• STATED GOAL
Please copy the material below word for word, beginning at the line that contains "Element detection request for the cat's head." and stopping after the line that contains "xmin=130 ymin=21 xmax=188 ymax=102".

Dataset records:
━━━━━━

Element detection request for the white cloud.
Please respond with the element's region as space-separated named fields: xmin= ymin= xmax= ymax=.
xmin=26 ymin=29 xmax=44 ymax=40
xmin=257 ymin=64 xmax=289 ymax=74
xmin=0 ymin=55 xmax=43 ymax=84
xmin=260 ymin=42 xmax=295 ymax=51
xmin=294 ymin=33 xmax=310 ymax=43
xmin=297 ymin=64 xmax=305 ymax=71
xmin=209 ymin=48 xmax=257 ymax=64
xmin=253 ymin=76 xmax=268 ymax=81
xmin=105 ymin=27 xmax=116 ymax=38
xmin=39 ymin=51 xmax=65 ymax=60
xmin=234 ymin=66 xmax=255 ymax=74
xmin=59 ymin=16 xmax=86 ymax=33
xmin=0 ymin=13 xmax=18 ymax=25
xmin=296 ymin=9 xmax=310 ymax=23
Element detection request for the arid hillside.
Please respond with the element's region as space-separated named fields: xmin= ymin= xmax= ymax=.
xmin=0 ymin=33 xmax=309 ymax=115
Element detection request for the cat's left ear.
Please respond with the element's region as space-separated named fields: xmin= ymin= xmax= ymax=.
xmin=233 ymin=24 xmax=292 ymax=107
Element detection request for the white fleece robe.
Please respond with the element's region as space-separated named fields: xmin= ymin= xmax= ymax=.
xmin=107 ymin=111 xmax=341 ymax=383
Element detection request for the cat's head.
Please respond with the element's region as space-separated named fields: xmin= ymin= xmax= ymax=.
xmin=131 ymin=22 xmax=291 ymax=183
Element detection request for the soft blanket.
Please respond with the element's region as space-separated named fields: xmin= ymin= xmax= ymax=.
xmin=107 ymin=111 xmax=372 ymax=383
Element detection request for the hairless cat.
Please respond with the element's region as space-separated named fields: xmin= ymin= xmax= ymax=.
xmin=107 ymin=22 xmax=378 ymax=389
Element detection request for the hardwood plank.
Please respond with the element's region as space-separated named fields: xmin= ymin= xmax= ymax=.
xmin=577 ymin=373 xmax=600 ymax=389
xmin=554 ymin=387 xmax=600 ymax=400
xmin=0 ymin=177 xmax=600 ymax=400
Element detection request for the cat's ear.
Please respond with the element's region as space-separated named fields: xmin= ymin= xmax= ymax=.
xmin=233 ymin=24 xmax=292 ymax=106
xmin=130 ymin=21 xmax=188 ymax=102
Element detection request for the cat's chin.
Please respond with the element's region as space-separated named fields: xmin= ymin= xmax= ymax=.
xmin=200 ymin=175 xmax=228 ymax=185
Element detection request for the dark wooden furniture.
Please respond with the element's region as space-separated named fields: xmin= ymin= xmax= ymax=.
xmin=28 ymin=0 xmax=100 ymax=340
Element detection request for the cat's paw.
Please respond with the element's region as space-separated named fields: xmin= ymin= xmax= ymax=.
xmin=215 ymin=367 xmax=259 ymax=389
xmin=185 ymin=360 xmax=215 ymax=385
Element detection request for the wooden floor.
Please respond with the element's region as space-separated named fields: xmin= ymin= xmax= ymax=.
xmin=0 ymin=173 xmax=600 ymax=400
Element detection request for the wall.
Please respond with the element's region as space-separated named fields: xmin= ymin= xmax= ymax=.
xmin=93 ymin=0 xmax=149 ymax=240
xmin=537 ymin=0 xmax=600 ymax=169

━━━━━━

• RESPONSE TO THE EXERCISE
Element detection request for the cat's head.
Please respond with the element's region as space-separated named fields: xmin= ymin= xmax= ymax=.
xmin=131 ymin=22 xmax=291 ymax=183
Element detection request for the soft blanket.
Please respond with the element's region as space-separated named fields: xmin= ymin= xmax= ymax=.
xmin=107 ymin=111 xmax=372 ymax=383
Element detection request for the hairless cat.
Please respond with the element's region as space-separated named fields: xmin= ymin= xmax= ymax=.
xmin=107 ymin=22 xmax=378 ymax=389
Element detection request for the hardwood plank.
Please respond with the element's region as space-separated named fields: xmin= ymin= xmax= ymax=.
xmin=577 ymin=373 xmax=600 ymax=389
xmin=554 ymin=387 xmax=600 ymax=400
xmin=0 ymin=177 xmax=600 ymax=400
Element detection request for the cat's ear.
Please respond with the element's region as space-separated named fields: xmin= ymin= xmax= ymax=.
xmin=233 ymin=24 xmax=292 ymax=106
xmin=130 ymin=21 xmax=188 ymax=102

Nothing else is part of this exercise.